### To be done
Copy out the lines below word for word, omitting the pictures.

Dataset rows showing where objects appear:
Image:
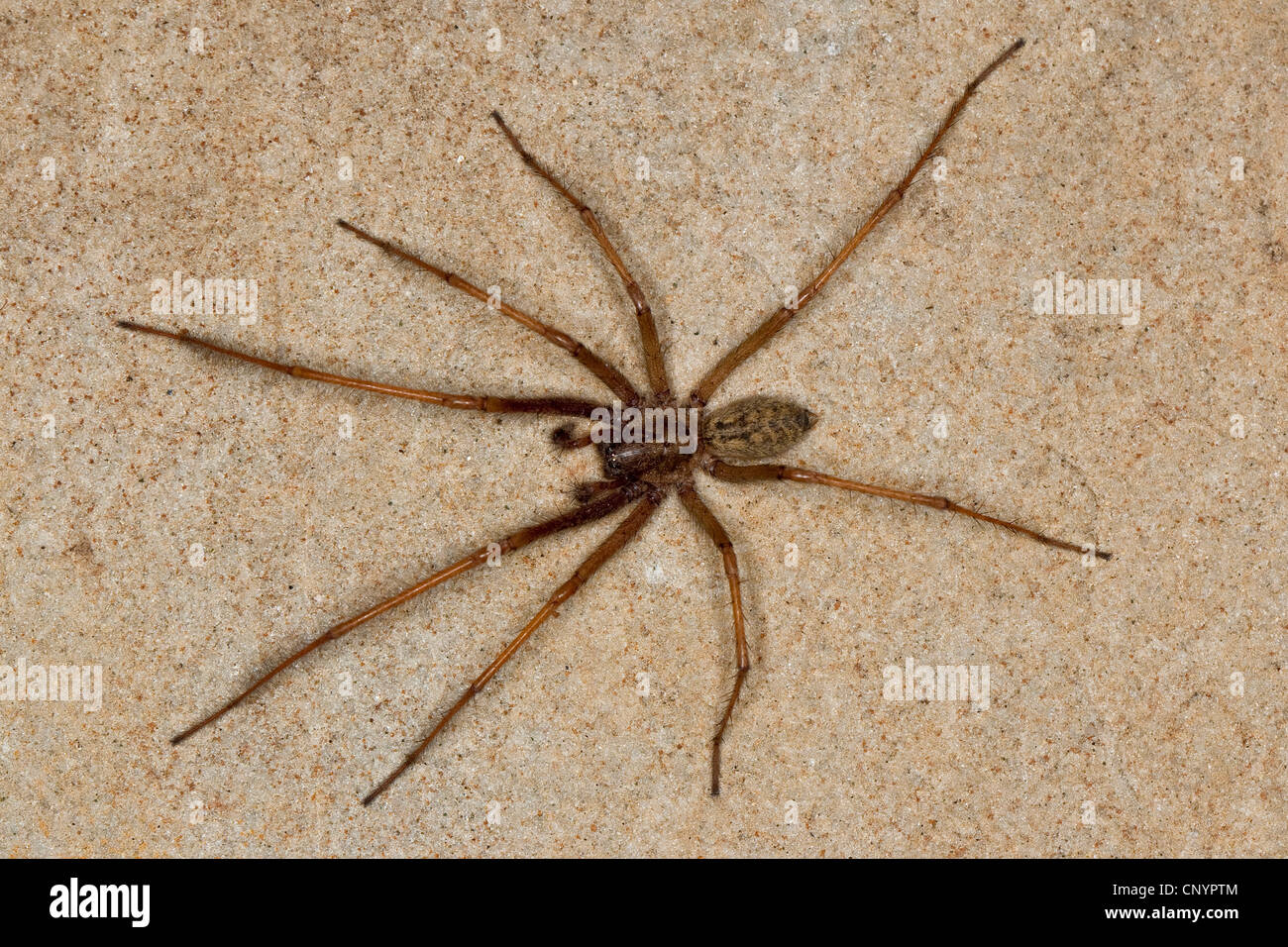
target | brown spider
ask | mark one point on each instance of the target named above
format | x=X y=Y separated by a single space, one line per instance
x=636 y=472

### Reply to the exercise
Image:
target | brown spider
ask | mark one point on each instance of the target named above
format | x=X y=Y separated by a single space, one line per instance
x=636 y=472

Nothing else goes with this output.